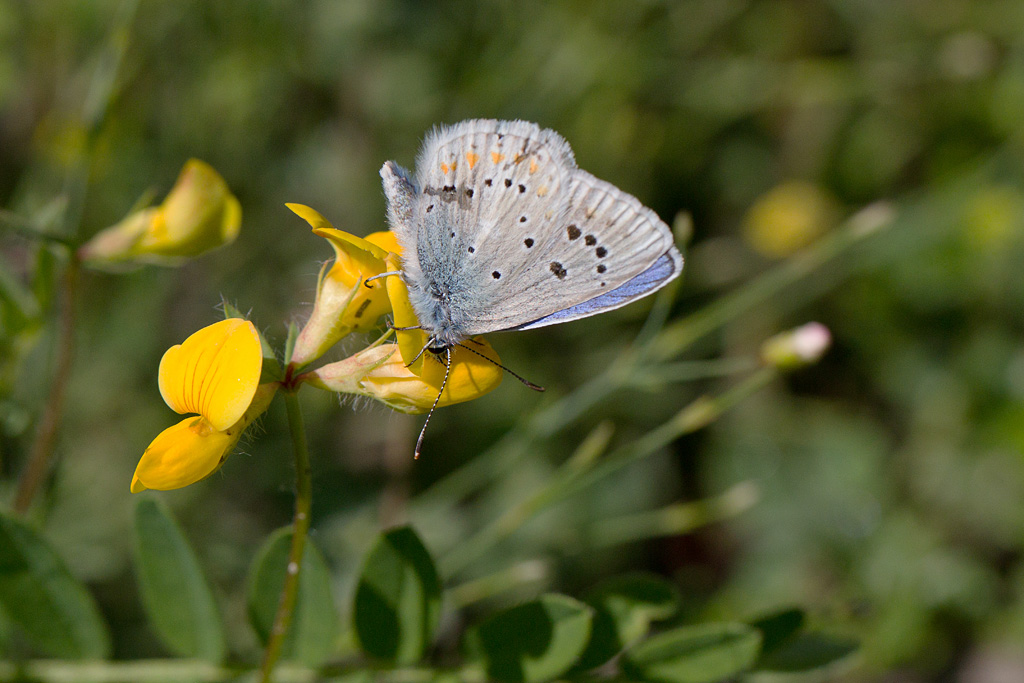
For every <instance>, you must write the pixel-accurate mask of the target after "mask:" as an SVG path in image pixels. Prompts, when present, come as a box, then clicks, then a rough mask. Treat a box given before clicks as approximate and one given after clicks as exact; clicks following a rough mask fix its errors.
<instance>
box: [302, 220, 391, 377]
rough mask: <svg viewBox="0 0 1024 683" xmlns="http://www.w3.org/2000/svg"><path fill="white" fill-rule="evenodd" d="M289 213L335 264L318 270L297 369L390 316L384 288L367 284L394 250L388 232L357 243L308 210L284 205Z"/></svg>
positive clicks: (387, 303) (304, 330)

#### WHAT IS NEEDED
Rewrite the records above, swapping "rough mask" for "coarse mask" everywhere it appears and leaving everything else unchanged. Omit the pictures.

#### SOLVED PROBLEM
For every <instance>, you must write the pixel-accurate mask of the target after "mask:" as an SVG path in image pixels. Prompts, when present, come as a box, then clicks, then a coarse mask. Treat a box given before clicks as approximate and one given after clicks as exact; clicks following a coarse mask fix its errors.
<instance>
box: [302, 220, 391, 377]
coarse mask: <svg viewBox="0 0 1024 683" xmlns="http://www.w3.org/2000/svg"><path fill="white" fill-rule="evenodd" d="M289 213L335 264L318 270L297 369L390 316L384 288L367 284L394 250L388 232L357 243L308 210L284 205Z"/></svg>
positive clicks: (387, 303) (304, 330)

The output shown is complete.